Мысли спросонья. Беседа

Макс Либерум
- Эй, братан! Братан, подожди!
- Извините, девушка, обознался чуток...
- Девушка?..
- Вы не видели здесь девушку? Нет? Совсем никого не было?
- Да засунь свои разноцветные пилюли знаешь куда!
- Зигмунд Соломонович!?!

Все мы хорошо понимаем разницу между ошибками интерпретации реальности, галлюцинациями и сном. Понимаем? Ну, по крайней мере, думаем, что по большей части способны отличить одно от другого и уж тем более от третьего — если привет из подсознания доходит «наверх», заботливо снабженный соответствующими ярлыками.
- Ну все, - ерепёный крындец, - мысленно чертыхнулся Иван.
- Нет, еще не крындец, - задумчиво ответил внутренний голос...

Как упоительно было бы считать, что разум - вершина эволюции - непогрешим. Просто он неверно информирован. Стоит погрузиться достаточно глубоко, чтобы поймать за руку иррациональное подсознание и тайное станет явным.

Хорошо, пусть это будет не просто разум (которому спать таки простительно), а разум Высший — вершина из вершин. Можем ли мы говорить о том, что Высшему разуму не присущи границы сознания в той же мере, в какой они характерны сознанию обыденному: неприятие пустоты, бесконечности, случайности и парадоксальности проявлений мира? Или наш мир как раз и является всего лишь парадоксально-случайной ошибкой интерпретации бесконечной пустоты Высшим разумом?

Слишком большой вопрос для маленького текста, даже если взять только одну грань — взаимоотношение Высшего сознания и Высшего бессознательного. А я тем временем собирался только пересказать один смешной сон. Но сперва анекдот:

Заходят Гейзенберг, Гёдель и Хомский в бар.
Гейзенберг: «Поскольку здесь находимся мы втроём, и поскольку здесь бар, то это — наверняка анекдот. Однако, остаётся один вопрос — смешной он или нет?»
Гёдель: «Ну, так как мы находимся внутри анекдота, мы не можем сказать, смешной он или нет. Чтобы это понять, нам нужно взглянуть на него снаружи».
Хомский: «Конечно же, он смешной. Вы просто неправильно его рассказываете.»
● ● ● ● ● ● ●
§ ЗАДАНИЯ К УПРАЖНЕНИЮ:
1) Как перевести на английский язык это предложение из отрывка «Мысли спросонья»: «Как упоительно было бы считать, что разум - вершина эволюции - непогрешим.»?
2) Как бы вы продолжили отрывок «Мысли спросонья» начиная с фразы, следующей за последней репликой Хомского?
Записи здесь никакой роли не играют.

Выдержки из данных с указанием точек
● ● ● ● ● ● ●
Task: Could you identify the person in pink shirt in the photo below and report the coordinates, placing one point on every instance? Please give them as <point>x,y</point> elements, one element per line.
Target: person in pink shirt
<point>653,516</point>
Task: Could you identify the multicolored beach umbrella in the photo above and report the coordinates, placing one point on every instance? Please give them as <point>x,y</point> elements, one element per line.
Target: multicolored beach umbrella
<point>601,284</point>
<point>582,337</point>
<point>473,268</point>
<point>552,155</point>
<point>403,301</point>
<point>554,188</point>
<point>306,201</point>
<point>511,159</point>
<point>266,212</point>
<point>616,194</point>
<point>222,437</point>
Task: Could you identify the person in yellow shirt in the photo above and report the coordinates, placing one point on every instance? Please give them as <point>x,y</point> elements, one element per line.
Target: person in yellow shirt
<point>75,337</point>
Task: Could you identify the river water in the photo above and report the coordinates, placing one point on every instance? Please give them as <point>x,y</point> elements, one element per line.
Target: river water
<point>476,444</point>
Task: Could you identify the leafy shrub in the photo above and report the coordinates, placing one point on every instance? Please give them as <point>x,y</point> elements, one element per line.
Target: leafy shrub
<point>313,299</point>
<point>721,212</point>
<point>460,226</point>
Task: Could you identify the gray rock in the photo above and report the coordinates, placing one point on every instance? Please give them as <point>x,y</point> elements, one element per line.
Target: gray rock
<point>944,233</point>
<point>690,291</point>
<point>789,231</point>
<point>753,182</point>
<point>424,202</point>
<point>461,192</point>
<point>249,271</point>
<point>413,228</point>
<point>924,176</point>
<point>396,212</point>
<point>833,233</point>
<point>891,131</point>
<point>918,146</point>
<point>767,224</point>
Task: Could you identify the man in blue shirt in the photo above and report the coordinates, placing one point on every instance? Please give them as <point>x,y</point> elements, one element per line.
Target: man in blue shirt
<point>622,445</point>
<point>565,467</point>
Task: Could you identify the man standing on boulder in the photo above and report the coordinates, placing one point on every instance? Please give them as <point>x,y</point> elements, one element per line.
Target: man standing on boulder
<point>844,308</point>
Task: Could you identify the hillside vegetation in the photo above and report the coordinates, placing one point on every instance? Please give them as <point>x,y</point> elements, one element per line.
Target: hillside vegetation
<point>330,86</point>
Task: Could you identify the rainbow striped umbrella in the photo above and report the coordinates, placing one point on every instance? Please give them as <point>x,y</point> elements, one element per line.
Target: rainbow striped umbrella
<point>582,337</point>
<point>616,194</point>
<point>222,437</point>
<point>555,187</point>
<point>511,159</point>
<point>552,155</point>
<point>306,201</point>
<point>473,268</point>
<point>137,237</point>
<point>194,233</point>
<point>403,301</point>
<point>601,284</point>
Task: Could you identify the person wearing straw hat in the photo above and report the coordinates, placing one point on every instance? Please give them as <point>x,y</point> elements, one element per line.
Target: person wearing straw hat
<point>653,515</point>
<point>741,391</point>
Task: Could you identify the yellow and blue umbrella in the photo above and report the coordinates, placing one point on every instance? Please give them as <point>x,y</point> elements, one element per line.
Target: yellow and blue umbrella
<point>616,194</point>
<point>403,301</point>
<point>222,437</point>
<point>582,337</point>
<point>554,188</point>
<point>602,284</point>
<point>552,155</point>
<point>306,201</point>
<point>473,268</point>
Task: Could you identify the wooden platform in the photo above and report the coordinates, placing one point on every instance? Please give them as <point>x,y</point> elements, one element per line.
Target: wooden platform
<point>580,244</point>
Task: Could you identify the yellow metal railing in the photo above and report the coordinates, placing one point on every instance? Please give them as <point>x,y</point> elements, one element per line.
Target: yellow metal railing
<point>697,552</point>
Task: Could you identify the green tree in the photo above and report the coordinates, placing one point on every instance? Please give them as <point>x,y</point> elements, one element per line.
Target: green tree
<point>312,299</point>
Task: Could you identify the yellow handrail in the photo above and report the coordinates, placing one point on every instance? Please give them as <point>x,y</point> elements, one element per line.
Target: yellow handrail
● ● ● ● ● ● ●
§ ОТВЕТЫ ПО ЗАДАНИЯМ:
1) How delightful it would be to believe that reason, the pinnacle of evolution, is infallible.

2)
Все началось с путешествия по реке. Слепящие блики на подернутой рябью водной глади. Мерный плеск шеста, погружающегося в манящие прохладой глубины. Пьянящий сладковатый запах измятого солнцем разнотравья. И скалы, стерегущие причудливо изгибающуюся в объятьях ущелья реку.

Очередной поворот русла открывает вольготно распластавшуюся на излучине под склоном горы усадьбу: основательный бревенчатый дом, колодец, сарай, баня, огород, - размашисто расставлены крепкой хозяйской рукой. Подобие пристани с парой лодок — правлю туда плот в нетерпении узнать, кто же обосновался в этом богом забытом месте. Ну и разбавить полуденный зной ковшом сводящей скулы колодезной воды.

Кстати, любопытное выражение «богом забытое место». Так говорят о глухой деревушке посреди десятков а то и сотен километров нетронутой природы. Или о заштатном периферийном городишке, погрязшем в собственной тихой жизни. Казалось бы, такие места позабыты посторонними, исключены из круговорота событий глобальной ноосферы и прогрессорских потуг цивилизации. Однако молва отчего-то обделяет их и вниманием сил высших и по определению всевидящих.

Хозяин, радушен и деловит, помог привязать плот, напоил ершащимся до слез холодным квасом и предложил остаться до утра — на баню и разговор за рюмкой чая после.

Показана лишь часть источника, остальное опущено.